§ **TASK BRIEF**: In the listing below, locate the line that contains "bright sky in the photo above." and the line that contains "door in the photo above.". Restate word for word those two lines and every line between them, and nothing else.

§ **RECORD EXTRACTS**:
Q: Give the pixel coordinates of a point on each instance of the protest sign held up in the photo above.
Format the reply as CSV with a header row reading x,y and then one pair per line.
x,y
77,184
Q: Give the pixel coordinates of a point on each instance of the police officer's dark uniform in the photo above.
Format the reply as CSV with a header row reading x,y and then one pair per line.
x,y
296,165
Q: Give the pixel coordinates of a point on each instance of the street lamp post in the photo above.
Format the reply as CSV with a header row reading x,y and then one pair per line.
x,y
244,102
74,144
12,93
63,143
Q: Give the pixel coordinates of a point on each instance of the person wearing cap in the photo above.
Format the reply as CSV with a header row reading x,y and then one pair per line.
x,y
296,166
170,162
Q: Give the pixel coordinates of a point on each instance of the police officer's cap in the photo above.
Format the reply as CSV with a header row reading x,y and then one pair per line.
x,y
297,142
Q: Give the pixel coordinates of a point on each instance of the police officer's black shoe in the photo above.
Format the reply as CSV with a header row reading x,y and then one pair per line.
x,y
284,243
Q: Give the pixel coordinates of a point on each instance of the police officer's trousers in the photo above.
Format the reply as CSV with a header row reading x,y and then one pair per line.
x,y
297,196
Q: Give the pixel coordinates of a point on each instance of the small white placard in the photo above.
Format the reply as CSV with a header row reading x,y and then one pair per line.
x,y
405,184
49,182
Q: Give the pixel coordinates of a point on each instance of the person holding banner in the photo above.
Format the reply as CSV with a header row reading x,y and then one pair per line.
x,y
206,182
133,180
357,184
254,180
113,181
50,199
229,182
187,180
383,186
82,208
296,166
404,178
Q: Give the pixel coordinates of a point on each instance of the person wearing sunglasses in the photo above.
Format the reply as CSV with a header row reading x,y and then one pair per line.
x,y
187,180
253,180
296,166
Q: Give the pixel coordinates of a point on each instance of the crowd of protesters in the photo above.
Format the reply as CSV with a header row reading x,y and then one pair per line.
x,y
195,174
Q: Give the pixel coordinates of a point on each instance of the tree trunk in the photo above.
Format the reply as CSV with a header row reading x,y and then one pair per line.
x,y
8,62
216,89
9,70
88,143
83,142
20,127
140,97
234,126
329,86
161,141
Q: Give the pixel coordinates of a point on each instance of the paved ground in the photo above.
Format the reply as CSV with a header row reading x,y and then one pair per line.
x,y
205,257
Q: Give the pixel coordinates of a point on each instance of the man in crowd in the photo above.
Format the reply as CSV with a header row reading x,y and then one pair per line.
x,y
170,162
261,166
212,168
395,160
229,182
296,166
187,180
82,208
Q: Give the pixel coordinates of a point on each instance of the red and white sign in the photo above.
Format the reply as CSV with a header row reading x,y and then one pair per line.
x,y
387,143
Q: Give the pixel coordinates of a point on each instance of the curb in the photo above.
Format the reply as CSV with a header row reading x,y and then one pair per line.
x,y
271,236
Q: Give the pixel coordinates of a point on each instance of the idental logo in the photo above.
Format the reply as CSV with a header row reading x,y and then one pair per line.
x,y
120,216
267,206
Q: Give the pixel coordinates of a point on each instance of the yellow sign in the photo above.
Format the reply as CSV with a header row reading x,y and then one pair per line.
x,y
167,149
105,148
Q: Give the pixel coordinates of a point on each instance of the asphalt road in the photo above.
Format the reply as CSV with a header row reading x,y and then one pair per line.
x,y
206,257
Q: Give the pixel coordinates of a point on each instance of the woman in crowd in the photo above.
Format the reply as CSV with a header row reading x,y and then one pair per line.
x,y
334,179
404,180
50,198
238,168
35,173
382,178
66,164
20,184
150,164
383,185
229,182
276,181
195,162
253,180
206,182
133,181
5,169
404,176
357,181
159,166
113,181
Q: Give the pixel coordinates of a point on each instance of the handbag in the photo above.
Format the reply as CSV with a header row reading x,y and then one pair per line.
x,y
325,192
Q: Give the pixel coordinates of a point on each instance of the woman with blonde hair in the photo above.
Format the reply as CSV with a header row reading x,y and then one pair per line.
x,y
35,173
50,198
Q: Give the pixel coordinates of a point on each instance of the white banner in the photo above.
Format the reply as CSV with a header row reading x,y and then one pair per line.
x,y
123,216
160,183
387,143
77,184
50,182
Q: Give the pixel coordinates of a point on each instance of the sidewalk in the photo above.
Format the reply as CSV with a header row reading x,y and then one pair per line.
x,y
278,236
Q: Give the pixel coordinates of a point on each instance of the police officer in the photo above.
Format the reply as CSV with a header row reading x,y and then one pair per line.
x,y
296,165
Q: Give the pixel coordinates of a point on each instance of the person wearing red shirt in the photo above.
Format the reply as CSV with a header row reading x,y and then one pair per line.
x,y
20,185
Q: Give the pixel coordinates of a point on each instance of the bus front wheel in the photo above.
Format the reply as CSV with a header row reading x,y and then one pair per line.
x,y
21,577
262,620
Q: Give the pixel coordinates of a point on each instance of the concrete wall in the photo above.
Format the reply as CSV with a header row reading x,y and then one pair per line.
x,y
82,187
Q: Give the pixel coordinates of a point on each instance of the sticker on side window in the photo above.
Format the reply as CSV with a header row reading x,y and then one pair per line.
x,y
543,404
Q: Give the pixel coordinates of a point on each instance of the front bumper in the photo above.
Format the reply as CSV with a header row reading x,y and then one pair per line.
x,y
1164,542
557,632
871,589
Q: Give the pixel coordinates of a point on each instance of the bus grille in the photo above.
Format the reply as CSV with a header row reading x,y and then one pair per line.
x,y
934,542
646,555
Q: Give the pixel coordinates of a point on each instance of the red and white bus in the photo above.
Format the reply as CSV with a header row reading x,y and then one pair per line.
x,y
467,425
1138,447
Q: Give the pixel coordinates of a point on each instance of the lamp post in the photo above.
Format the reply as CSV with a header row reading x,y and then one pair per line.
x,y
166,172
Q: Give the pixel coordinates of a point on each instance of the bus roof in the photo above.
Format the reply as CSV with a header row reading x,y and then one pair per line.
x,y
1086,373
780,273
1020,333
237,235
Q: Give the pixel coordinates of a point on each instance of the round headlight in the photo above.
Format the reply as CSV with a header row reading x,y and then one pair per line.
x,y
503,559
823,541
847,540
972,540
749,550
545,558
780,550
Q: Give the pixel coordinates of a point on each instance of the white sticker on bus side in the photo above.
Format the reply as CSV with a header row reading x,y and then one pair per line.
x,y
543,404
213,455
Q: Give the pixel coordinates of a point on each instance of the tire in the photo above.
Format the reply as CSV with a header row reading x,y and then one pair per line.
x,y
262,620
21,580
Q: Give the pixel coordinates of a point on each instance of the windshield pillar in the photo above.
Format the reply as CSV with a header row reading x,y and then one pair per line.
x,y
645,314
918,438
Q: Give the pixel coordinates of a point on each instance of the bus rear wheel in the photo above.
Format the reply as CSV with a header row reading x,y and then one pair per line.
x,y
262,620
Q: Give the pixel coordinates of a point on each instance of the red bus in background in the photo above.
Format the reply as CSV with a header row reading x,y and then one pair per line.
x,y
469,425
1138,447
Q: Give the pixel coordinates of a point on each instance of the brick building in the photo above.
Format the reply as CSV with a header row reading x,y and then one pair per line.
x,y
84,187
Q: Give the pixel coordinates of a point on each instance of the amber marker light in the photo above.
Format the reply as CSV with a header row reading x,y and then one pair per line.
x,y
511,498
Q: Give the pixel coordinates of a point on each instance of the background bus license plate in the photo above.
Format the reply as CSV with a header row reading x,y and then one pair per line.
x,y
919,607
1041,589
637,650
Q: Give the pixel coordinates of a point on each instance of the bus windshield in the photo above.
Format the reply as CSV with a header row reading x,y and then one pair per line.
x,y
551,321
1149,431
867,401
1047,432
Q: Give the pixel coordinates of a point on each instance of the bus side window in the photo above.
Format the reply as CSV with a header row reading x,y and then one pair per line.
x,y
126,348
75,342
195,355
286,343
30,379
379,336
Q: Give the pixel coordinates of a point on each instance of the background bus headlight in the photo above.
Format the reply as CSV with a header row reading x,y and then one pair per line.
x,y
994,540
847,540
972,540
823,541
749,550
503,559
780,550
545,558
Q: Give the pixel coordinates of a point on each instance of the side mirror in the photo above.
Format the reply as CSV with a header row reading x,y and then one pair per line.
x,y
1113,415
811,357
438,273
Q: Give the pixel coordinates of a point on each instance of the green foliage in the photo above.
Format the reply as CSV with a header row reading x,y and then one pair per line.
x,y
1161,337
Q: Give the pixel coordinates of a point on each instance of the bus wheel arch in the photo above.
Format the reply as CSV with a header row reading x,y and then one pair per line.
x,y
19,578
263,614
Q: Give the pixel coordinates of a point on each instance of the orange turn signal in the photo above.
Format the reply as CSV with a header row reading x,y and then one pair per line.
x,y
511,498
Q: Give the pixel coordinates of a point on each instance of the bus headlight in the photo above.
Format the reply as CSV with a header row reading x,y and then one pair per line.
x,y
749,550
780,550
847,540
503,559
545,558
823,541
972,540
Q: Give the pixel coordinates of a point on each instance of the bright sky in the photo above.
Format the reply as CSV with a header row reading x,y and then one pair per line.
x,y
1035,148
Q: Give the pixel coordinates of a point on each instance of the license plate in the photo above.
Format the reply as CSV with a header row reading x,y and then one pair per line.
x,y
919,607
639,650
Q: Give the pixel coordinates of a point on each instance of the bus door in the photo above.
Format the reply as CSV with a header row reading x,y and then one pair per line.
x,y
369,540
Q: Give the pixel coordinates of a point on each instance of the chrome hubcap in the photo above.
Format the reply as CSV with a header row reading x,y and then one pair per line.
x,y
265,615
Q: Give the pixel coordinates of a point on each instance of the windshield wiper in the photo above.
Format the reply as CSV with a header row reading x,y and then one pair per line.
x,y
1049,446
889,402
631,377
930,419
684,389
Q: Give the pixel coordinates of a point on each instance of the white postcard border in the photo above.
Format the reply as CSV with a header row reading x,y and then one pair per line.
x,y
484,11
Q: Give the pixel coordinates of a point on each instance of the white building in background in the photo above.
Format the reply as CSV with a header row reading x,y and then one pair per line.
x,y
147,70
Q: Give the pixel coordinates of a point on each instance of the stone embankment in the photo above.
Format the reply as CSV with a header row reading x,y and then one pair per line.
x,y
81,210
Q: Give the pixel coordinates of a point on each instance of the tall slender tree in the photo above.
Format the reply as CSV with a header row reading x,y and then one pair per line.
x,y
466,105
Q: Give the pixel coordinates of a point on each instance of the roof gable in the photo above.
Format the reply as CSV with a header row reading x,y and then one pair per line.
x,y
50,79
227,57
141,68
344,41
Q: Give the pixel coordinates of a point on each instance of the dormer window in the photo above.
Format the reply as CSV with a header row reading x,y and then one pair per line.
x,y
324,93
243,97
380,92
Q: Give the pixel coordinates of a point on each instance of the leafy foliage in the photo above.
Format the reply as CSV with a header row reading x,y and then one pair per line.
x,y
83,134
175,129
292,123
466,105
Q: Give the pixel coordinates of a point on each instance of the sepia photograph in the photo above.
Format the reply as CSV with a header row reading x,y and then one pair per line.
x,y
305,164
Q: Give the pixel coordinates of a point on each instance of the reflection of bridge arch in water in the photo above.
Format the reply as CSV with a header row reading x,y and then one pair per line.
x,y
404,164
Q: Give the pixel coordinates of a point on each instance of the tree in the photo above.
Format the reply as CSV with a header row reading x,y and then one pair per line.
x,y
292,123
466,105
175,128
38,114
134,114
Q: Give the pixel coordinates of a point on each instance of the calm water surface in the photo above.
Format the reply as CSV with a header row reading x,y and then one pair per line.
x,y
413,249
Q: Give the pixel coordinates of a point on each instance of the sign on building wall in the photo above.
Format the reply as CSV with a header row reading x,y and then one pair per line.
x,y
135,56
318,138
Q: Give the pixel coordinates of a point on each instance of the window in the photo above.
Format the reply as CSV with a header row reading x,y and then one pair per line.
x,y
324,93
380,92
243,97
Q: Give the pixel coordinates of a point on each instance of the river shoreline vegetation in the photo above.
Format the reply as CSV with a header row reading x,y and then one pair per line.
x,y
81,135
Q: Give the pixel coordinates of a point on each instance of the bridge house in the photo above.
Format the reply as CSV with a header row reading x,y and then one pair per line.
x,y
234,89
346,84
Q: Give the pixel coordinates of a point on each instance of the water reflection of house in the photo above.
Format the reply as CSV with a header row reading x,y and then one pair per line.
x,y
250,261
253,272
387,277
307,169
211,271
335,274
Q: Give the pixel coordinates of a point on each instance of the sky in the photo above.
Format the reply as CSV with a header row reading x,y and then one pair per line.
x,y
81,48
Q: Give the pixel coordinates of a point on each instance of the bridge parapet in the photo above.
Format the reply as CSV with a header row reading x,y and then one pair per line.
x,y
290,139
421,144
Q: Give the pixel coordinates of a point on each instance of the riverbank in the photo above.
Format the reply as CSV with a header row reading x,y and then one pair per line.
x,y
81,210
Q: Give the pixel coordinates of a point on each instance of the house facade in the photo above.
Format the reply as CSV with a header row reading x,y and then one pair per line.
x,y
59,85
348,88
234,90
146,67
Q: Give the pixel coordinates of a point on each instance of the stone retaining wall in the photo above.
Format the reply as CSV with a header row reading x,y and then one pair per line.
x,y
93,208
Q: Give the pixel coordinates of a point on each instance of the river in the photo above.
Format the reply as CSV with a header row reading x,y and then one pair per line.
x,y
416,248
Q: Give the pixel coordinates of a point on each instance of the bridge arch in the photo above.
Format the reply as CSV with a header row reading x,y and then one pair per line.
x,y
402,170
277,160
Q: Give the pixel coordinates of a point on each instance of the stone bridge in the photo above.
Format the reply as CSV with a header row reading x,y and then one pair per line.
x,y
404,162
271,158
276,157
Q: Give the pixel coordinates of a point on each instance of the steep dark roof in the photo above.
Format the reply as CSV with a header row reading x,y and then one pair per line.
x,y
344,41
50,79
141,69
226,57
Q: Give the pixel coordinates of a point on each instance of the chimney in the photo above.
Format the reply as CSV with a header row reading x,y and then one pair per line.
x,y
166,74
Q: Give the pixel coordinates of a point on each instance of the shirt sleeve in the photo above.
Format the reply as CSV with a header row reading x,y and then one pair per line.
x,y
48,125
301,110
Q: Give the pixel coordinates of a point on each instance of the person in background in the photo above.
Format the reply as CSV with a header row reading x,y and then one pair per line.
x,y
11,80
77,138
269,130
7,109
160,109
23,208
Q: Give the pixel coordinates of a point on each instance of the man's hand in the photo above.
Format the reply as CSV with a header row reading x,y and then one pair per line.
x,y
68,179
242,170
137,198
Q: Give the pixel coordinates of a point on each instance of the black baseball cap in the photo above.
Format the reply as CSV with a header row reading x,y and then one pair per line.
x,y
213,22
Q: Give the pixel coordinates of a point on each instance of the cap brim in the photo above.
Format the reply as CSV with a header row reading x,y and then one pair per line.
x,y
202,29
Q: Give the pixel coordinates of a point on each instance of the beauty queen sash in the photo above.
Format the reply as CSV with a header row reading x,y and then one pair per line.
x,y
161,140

§ **TASK ANSWER**:
Q: Give the pixel coordinates of a point on each instance of the bright sky in the photo above.
Format the reply as CSV with a header row reading x,y and then one pair per line.
x,y
1035,148
Q: Give the pixel coordinates of a point on each instance of the license plate in the photo above.
Format the reply as CSV with a header row reading x,y and then one pair per line.
x,y
919,607
639,650
Q: Give the pixel coordinates of a point on each instance of the bus door in the photo above.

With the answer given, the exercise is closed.